> **Work to be completed**: Scan the material below for "pink", then return each line that contains it.

> **Given records**:
^^^^^^^^

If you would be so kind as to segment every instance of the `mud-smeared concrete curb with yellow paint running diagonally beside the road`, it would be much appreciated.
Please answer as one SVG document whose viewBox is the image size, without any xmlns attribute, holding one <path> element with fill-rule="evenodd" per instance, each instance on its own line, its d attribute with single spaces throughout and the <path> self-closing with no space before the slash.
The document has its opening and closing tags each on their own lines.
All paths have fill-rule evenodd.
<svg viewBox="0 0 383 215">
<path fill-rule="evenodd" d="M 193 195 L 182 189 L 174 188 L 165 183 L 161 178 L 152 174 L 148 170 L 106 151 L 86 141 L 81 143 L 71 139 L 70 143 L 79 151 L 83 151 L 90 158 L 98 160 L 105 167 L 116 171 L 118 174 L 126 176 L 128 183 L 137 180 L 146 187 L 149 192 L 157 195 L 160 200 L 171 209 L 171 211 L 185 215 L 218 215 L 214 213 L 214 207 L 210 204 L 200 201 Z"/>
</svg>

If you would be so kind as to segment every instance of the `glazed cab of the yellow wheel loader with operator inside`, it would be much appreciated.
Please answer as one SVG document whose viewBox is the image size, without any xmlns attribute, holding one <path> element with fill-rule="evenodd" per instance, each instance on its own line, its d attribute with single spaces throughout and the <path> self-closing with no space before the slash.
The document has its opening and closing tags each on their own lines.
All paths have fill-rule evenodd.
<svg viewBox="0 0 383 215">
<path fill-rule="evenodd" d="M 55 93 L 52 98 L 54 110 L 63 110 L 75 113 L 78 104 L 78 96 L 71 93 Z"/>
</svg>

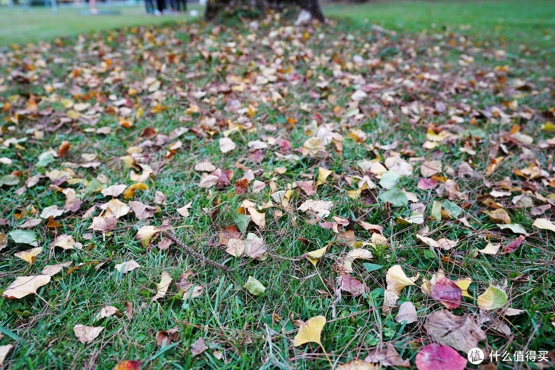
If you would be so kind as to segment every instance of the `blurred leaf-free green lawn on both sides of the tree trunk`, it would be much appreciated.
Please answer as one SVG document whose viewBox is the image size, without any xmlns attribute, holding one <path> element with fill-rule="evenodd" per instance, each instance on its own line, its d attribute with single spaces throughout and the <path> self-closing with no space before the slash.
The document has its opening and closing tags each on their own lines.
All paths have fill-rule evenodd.
<svg viewBox="0 0 555 370">
<path fill-rule="evenodd" d="M 79 33 L 202 19 L 204 4 L 188 2 L 186 11 L 147 13 L 143 0 L 97 0 L 90 14 L 84 0 L 0 0 L 0 46 L 25 44 Z M 164 0 L 162 0 L 164 1 Z M 204 1 L 204 0 L 203 0 Z M 553 50 L 553 0 L 321 0 L 326 17 L 348 17 L 355 27 L 396 32 L 469 34 L 477 40 L 507 40 L 524 47 Z M 156 14 L 155 14 L 156 13 Z"/>
</svg>

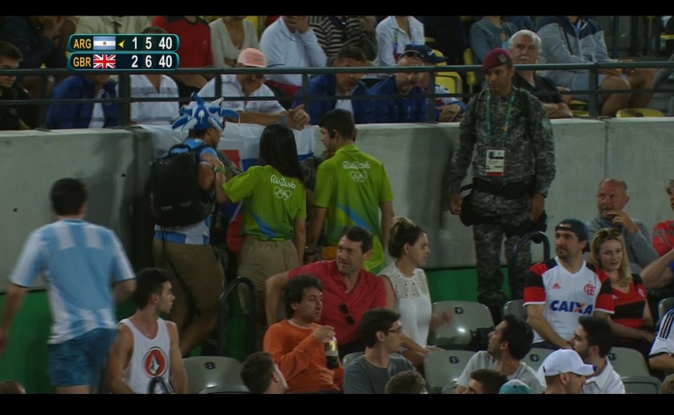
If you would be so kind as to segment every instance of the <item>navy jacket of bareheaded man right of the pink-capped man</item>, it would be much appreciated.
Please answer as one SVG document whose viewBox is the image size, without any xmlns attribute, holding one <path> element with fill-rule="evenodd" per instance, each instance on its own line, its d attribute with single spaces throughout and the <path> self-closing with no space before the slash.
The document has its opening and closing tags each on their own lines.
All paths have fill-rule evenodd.
<svg viewBox="0 0 674 415">
<path fill-rule="evenodd" d="M 335 81 L 335 74 L 321 74 L 312 77 L 309 80 L 309 95 L 322 97 L 339 95 Z M 353 95 L 369 95 L 367 86 L 363 82 L 359 82 L 353 91 Z M 301 89 L 297 91 L 295 97 L 293 108 L 302 103 Z M 308 101 L 304 109 L 309 114 L 309 117 L 311 117 L 310 124 L 318 125 L 324 114 L 329 110 L 334 110 L 336 105 L 336 99 Z M 351 100 L 351 106 L 353 107 L 353 118 L 356 124 L 371 124 L 374 122 L 374 111 L 372 110 L 371 100 Z"/>
</svg>

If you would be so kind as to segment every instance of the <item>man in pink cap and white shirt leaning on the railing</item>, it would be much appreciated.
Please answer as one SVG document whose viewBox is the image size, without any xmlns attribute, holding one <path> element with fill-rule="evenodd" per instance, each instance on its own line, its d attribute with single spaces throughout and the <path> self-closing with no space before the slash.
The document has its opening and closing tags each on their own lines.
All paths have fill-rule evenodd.
<svg viewBox="0 0 674 415">
<path fill-rule="evenodd" d="M 239 53 L 236 67 L 267 67 L 264 53 L 255 48 L 247 48 Z M 199 91 L 203 97 L 272 97 L 274 93 L 264 84 L 263 74 L 220 75 L 222 86 L 216 91 L 216 80 L 211 79 Z M 275 100 L 223 101 L 220 104 L 239 113 L 240 122 L 268 126 L 276 122 L 287 124 L 291 129 L 301 130 L 309 122 L 309 114 L 303 105 L 292 110 L 284 110 Z"/>
</svg>

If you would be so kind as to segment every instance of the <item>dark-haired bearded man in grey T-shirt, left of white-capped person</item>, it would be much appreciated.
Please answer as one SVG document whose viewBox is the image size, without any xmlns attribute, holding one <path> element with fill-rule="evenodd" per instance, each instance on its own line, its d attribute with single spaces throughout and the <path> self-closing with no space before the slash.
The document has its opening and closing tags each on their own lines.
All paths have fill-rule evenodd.
<svg viewBox="0 0 674 415">
<path fill-rule="evenodd" d="M 543 392 L 544 383 L 538 381 L 534 369 L 522 362 L 533 341 L 534 332 L 527 322 L 512 314 L 503 316 L 503 321 L 489 333 L 487 350 L 480 350 L 468 360 L 456 381 L 456 393 L 464 393 L 470 387 L 471 374 L 478 369 L 497 370 L 508 380 L 519 379 L 526 383 L 533 393 Z M 445 386 L 445 390 L 452 386 Z"/>
</svg>

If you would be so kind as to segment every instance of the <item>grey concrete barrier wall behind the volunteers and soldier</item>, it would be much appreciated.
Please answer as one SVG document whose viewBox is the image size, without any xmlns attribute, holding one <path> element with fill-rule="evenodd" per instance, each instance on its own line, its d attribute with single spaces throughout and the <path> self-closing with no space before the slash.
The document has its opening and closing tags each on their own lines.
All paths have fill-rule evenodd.
<svg viewBox="0 0 674 415">
<path fill-rule="evenodd" d="M 315 128 L 315 127 L 312 127 Z M 430 237 L 429 268 L 475 265 L 472 228 L 447 211 L 446 171 L 458 143 L 458 124 L 359 126 L 357 145 L 388 170 L 396 215 L 415 220 Z M 626 210 L 649 228 L 672 217 L 663 190 L 674 158 L 674 119 L 553 120 L 557 177 L 546 202 L 548 237 L 564 217 L 595 215 L 597 183 L 604 176 L 627 180 Z M 315 128 L 316 151 L 324 148 Z M 141 129 L 86 129 L 0 133 L 0 272 L 8 276 L 29 232 L 54 217 L 48 191 L 54 180 L 83 178 L 90 190 L 87 219 L 119 235 L 139 268 L 149 246 L 140 236 L 149 225 L 143 187 L 152 139 Z M 470 181 L 470 172 L 465 183 Z M 147 232 L 145 232 L 147 233 Z M 534 258 L 542 258 L 541 249 Z M 151 259 L 151 258 L 150 258 Z M 0 279 L 0 290 L 6 288 Z"/>
</svg>

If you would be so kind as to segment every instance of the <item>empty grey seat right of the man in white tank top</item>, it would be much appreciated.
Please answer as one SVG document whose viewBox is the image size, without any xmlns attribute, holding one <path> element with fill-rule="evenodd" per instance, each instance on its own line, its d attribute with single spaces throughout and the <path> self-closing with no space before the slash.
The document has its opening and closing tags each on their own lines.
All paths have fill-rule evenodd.
<svg viewBox="0 0 674 415">
<path fill-rule="evenodd" d="M 215 386 L 245 387 L 241 378 L 242 364 L 234 357 L 185 357 L 183 364 L 187 371 L 187 393 L 201 393 L 202 390 Z"/>
</svg>

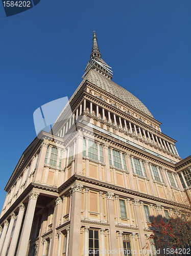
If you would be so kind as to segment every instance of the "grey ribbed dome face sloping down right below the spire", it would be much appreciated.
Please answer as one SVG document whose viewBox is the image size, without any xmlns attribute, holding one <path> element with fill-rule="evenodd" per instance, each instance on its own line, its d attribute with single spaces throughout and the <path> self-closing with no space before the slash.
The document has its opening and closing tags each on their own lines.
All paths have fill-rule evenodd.
<svg viewBox="0 0 191 256">
<path fill-rule="evenodd" d="M 144 112 L 150 117 L 153 117 L 151 112 L 146 108 L 146 106 L 137 99 L 132 93 L 128 92 L 123 87 L 119 86 L 117 83 L 106 78 L 97 71 L 90 69 L 85 77 L 85 80 L 95 84 L 106 92 L 114 95 L 115 97 L 127 102 L 128 104 L 134 106 L 134 108 Z"/>
</svg>

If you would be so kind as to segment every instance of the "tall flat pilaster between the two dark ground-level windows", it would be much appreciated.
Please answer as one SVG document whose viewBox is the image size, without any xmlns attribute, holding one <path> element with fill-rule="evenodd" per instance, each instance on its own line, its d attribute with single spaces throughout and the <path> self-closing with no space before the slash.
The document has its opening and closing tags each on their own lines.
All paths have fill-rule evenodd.
<svg viewBox="0 0 191 256">
<path fill-rule="evenodd" d="M 110 233 L 110 241 L 111 241 L 111 250 L 117 250 L 117 240 L 116 240 L 116 229 L 115 229 L 115 219 L 114 219 L 114 208 L 113 208 L 113 193 L 107 192 L 107 214 L 109 217 L 109 228 L 112 230 Z M 115 254 L 114 254 L 115 255 Z"/>
</svg>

^^^^^^^^

> **Result of this task**:
If you would be so kind as to segment every instance of the <item>navy jacket of bareheaded man right of the pink-capped man</item>, it would be much appreciated.
If you would be so kind as to segment every instance of the <item>man in pink cap and white shirt leaning on the railing</item>, it would be much appreciated.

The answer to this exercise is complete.